Assignment
From the data that follows, copy every line holding the string "below".

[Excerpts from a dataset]
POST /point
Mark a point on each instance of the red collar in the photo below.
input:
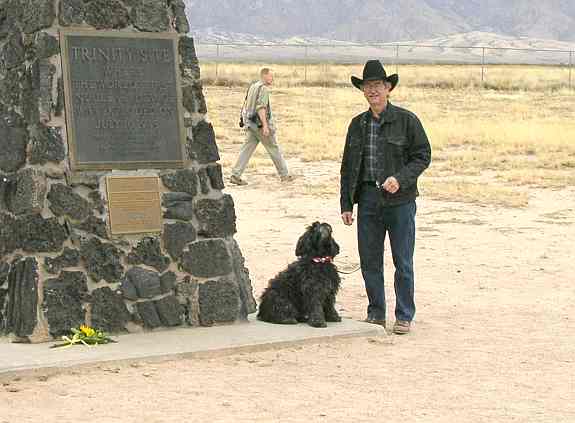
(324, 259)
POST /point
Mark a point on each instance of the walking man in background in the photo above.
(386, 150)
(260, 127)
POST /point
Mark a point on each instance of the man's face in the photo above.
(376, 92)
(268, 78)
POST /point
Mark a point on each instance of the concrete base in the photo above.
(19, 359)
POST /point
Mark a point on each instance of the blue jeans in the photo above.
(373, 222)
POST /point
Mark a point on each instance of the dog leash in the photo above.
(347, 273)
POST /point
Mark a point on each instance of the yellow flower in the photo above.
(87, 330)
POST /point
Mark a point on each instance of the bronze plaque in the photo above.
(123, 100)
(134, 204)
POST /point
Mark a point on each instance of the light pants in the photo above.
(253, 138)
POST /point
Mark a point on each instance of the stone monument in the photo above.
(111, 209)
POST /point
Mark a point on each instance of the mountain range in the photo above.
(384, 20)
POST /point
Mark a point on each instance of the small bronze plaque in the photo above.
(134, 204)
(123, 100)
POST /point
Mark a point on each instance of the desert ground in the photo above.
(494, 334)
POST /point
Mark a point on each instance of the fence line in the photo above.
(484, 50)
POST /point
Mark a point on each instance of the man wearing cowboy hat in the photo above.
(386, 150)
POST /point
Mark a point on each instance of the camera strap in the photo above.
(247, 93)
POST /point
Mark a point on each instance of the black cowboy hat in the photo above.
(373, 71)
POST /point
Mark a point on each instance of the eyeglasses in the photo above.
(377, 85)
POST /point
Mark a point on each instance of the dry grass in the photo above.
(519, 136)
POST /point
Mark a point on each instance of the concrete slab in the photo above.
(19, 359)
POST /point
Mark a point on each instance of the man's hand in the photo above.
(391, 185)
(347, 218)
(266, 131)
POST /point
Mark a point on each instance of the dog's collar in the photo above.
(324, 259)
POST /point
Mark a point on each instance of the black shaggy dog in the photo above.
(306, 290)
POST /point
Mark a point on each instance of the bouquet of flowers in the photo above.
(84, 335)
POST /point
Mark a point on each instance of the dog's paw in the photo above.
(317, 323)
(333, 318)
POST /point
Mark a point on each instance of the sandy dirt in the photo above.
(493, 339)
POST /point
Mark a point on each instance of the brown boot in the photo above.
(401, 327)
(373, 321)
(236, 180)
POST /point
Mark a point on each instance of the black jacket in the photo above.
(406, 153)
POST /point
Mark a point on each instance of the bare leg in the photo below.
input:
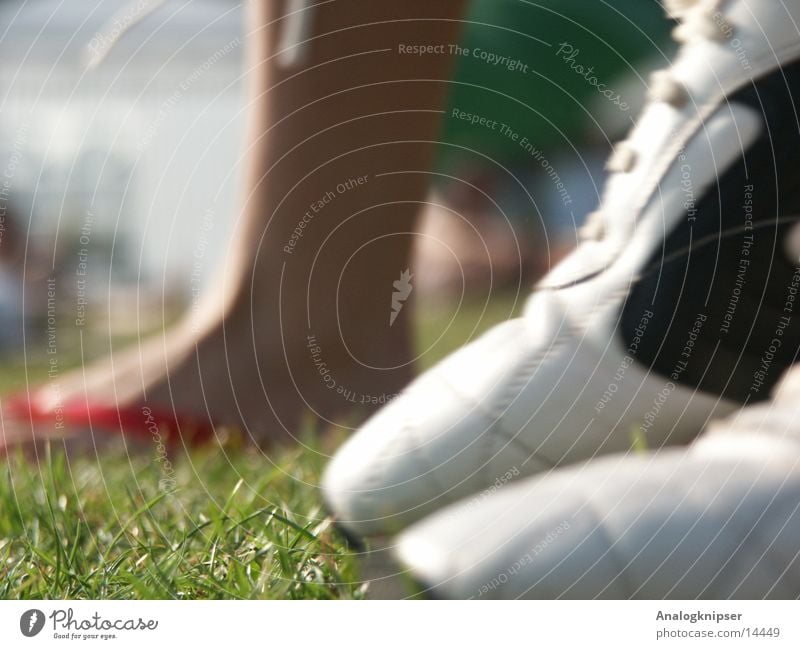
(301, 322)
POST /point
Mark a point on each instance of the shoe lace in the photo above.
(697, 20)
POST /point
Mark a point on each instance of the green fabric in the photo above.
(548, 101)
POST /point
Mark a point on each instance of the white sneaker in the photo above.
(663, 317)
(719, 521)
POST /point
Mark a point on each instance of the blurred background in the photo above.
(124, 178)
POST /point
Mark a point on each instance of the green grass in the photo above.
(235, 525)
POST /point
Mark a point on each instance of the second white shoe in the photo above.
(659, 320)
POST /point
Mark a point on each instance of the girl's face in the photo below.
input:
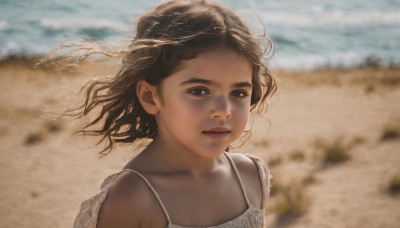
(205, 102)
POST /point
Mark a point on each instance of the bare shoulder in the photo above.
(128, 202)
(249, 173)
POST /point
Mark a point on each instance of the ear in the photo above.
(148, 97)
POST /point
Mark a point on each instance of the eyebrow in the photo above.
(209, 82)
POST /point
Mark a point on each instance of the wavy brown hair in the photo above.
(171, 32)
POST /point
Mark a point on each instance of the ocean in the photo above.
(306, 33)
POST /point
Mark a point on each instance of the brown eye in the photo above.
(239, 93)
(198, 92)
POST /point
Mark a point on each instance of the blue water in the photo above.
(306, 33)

Solution for this problem
Mark a point on each instance of the red collar in the photo below.
Mark a point on each instance of the bare leg in the photo below.
Mark a point on each instance of the girl's face in the photo below.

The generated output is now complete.